» YOUR TASKS:
1 – According to the study abstract, how many healthy subjects took part in the study?
2 – Rewrite the stretch of the study abstract from "Purpose: Gastrointestinal microbleeding, as" through "be equivalent to placebo.", replacing "ibuprofen" with "naproxen".

» GIVEN TEXT:
Purpose: Gastrointestinal microbleeding, as assessed by the measurement of (51)chromium-labeled red blood cells, is a marker of the mucosal injury associated with the use of nonsteroidal anti-inflammatory drugs. This study tested the hypotheses that cyclooxygenase-2 specific inhibition with rofecoxib would cause less fecal blood loss than a therapeutic dose of ibuprofen and would be equivalent to placebo.
Subjects and methods: In this randomized, double-blind group study, gastrointestinal blood loss was assessed by measurement of fecal (51)chromium radioactivity during a 1-week placebo baseline period and during 4 weeks of treatment with rofecoxib (25 mg or 50 mg once daily), ibuprofen (800 mg three times daily), or placebo in 67 healthy subjects. Gastrointestinal blood loss during treatment weeks 2 to 4 (versus the baseline period) was expressed as the geometric mean ratio of fecal radioactivity in weeks 2 to 4 compared with baseline.
Results: Ibuprofen caused significantly (P <0.001) greater gastrointestinal blood loss (geometric mean ratio of 5.2, 95% confidence interval [CI]: 4.2 to 6.3) than the 25-mg dose of rofecoxib (2.6, 95% CI: 2.2 to 3.1), the 50-mg dose of rofecoxib (2.6, 95% CI: 2.2 to 3.0), or placebo (2.1, 95% CI: 1.8 to 2.5). In contrast, gastrointestinal blood loss with both doses of rofecoxib were equivalent to placebo by a predetermined clinical similarity bound.
Conclusions: In healthy subjects, treatment with rofecoxib, at 2 to 4 times the doses that are currently recommended for the treatment of patients with osteoarthritis, produced significantly less fecal blood loss than a therapeutic dose of ibuprofen and was equivalent to placebo.

» MATERIAL SHOWN:
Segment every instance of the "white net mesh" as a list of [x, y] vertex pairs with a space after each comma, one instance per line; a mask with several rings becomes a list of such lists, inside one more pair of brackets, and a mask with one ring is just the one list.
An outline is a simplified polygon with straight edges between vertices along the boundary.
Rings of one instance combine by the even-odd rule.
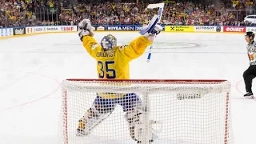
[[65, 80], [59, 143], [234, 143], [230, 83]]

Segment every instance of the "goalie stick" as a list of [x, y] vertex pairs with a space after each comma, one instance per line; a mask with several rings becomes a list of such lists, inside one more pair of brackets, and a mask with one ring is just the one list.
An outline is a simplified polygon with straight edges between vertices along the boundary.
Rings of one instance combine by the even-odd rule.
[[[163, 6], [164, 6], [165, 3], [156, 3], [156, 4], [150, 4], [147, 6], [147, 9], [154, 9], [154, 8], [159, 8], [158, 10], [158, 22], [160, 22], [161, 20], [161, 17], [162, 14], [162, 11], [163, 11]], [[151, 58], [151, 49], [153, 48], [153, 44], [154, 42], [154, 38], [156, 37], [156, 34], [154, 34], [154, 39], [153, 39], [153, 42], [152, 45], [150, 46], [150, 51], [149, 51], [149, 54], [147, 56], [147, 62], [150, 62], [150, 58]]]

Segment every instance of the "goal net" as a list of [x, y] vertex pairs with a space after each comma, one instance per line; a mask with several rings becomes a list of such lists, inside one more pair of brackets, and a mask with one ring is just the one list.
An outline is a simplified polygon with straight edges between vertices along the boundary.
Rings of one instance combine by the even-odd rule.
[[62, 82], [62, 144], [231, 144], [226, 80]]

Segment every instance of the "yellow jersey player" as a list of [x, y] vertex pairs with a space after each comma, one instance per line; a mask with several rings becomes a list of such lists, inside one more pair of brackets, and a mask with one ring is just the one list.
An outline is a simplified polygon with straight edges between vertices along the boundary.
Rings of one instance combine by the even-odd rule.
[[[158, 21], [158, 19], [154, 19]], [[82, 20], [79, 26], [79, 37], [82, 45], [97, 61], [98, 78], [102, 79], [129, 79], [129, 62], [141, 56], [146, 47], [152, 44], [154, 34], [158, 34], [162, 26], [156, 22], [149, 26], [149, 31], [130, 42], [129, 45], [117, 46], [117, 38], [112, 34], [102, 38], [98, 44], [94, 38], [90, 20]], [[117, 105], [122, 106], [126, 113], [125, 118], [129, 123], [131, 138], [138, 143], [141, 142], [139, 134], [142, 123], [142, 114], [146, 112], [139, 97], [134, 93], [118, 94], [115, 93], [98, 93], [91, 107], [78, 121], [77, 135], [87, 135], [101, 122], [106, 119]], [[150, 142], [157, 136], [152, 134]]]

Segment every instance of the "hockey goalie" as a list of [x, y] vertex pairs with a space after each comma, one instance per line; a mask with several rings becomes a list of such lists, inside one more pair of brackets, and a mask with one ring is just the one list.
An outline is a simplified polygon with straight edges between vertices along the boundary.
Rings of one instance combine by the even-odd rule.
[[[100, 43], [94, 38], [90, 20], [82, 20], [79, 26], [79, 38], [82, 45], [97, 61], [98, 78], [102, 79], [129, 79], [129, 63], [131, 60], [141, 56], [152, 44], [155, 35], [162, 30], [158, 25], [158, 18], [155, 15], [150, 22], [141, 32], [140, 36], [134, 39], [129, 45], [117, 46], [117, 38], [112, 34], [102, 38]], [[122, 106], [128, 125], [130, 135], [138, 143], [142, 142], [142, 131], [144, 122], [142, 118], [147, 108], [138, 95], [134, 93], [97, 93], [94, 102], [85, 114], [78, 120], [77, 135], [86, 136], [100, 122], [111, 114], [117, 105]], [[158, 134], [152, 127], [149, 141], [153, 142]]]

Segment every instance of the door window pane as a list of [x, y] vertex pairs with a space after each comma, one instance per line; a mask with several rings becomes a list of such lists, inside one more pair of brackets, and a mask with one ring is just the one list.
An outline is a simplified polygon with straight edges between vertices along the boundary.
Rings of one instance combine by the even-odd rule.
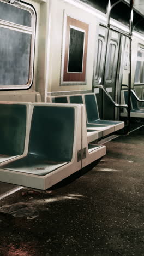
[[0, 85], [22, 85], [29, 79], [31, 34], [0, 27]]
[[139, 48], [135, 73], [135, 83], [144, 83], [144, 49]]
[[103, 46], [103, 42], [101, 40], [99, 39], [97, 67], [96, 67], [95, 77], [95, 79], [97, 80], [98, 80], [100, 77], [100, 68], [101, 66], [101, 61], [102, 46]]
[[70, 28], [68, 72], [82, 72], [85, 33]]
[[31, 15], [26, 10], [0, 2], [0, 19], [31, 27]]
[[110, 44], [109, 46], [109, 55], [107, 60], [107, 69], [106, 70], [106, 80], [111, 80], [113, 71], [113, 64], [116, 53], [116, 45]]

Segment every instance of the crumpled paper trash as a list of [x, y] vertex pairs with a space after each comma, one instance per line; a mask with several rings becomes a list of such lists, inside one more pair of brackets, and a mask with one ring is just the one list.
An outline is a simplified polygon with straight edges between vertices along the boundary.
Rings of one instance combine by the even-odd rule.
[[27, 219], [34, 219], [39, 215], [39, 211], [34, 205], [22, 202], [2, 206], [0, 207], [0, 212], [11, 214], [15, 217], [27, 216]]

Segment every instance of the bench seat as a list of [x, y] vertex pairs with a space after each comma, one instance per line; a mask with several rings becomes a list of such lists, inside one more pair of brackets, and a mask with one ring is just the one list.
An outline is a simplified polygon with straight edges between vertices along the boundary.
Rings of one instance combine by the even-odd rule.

» RESULTS FOR THE EXERCISE:
1 – 67 healthy subjects took part.

2 –
Purpose: Gastrointestinal microbleeding, as assessed by the measurement of (51)chromium-labeled red blood cells, is a marker of the mucosal injury associated with the use of nonsteroidal anti-inflammatory drugs. This study tested the hypotheses that cyclooxygenase-2 specific inhibition with rofecoxib would cause less fecal blood loss than a therapeutic dose of naproxen and would be equivalent to placebo.